Assigned task 1:
Answer these questions from the text on La Banda Primitiva:
(a) In what year was the band founded, and by whom?
(b) At which event did the band win first prize in 1929?
(c) In which two cities in China did the band play concerts in 2002?
Assigned task 2:
In the text on La Banda Primitiva, copy the part that opens with the words "La Banda Primitiva de" and closes with "Netherlands, in 1966.", swapping every "Honours" for "Honors".

La Banda Primitiva of Llíria (Valencia, Spain) was founded in 1819 by the Franciscan father Antoni Albarracín Enguídanos. It is the oldest civil band in Spain.

In 1888, the band participated for the first time in the Certamen de Bandas in Valencia and obtained the first prize. La Banda Primitiva has been awarded the first prize many times since then.

The band has performed in concerts, civil and religious parades, as well as on television and radio programs, and has showcased its music across major Spanish cities and various countries, including Germany, Belgium, France, the Netherlands, and Switzerland, as well as in the United States (New York and Los Angeles) and China (Beijing and Shanghai).

La Banda Primitiva de Llíria has been conducted by the most famous Valencian conductors and by some very prestigious European conductors, including Sergiu Celibidache, Desirée Dondaine, Odón Alonso, Rafael Früebeck de Burgos, Jan Molenar, Luis Cobos, Manuel Galduf and Jan Cober.

==Prizes==
First prize in the Exposición Universal de Barcelona in 1929.
The official opening of the current Theatre-Concert Hall on 23 September 1951.
First prize with Honours in the International Musical Competition in Kerkrade, The Netherlands, in 1962.
First prize with Honours, Flag of the Council and Gold Trumpet from the Ministry of Foreign Affairs of Czechoslovakia in the International Musical Competition in Kerkrade, The Netherlands, in 1966.
Guest band in the New York Parade of the Columbus Day in 1981.
First prize with Honours in the Certamen Internacional de Valencia in 1986 (first centenary of the Certamen).
First prize with Honours in the Certamen Internacional de Valencia in 1988 (centenary of the first prize the band obtained in this Certamen)
Reopening of the Theatre-Concert Hall on 22 June 1991, after its restoration.
Guest band representing Spain in the Parade of the Tournament of Roses, Pasadena (Los Angeles), in 1992, celebrating the 5th Centenary of the Discovery of America.
First Spanish band touring in China in 2002, playing concerts in Beijing and Shanghai.

Material supplied:
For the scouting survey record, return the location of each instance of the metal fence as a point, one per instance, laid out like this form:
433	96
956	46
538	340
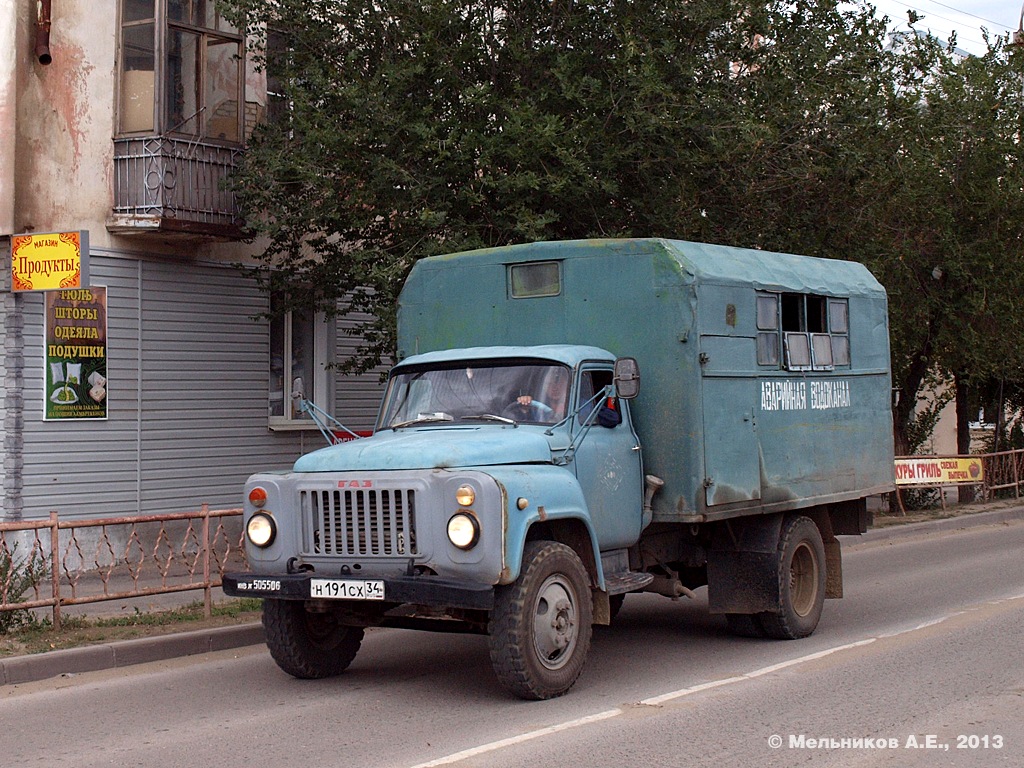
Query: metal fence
55	563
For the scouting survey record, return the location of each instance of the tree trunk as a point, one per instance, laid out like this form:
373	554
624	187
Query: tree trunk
963	429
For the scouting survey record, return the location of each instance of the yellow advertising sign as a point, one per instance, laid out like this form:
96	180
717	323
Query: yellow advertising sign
937	470
49	262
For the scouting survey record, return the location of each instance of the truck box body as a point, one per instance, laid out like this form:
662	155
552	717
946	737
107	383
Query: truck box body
731	430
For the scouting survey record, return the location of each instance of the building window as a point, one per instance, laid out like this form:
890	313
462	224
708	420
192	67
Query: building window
812	332
301	345
181	71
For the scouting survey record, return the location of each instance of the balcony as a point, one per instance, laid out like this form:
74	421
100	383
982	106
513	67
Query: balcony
164	184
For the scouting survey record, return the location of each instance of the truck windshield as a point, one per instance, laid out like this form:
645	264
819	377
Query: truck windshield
527	392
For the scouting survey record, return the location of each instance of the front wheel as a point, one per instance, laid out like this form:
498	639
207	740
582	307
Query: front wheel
541	626
801	572
307	644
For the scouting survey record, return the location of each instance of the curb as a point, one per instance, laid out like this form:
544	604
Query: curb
17	670
893	532
127	652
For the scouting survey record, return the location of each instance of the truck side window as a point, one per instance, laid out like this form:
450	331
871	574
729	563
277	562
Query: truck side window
768	330
839	327
591	382
535	280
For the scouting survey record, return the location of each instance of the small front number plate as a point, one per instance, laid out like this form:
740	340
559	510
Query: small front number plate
342	589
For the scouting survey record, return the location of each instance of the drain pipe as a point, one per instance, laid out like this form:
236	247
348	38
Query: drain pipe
43	8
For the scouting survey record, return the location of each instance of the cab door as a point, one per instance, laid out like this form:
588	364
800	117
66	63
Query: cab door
608	467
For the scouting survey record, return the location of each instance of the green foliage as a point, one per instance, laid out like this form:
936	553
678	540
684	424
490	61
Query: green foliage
17	577
417	128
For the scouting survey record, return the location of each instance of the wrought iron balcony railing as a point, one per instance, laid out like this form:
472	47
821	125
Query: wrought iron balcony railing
162	183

Answer 1:
(a) 1819, by the Franciscan father Antoni Albarracín Enguídanos.
(b) The Exposición Universal de Barcelona.
(c) Beijing and Shanghai.

Answer 2:
La Banda Primitiva de Llíria has been conducted by the most famous Valencian conductors and by some very prestigious European conductors, including Sergiu Celibidache, Desirée Dondaine, Odón Alonso, Rafael Früebeck de Burgos, Jan Molenar, Luis Cobos, Manuel Galduf and Jan Cober.

==Prizes==
First prize in the Exposición Universal de Barcelona in 1929.
The official opening of the current Theatre-Concert Hall on 23 September 1951.
First prize with Honors in the International Musical Competition in Kerkrade, The Netherlands, in 1962.
First prize with Honors, Flag of the Council and Gold Trumpet from the Ministry of Foreign Affairs of Czechoslovakia in the International Musical Competition in Kerkrade, The Netherlands, in 1966.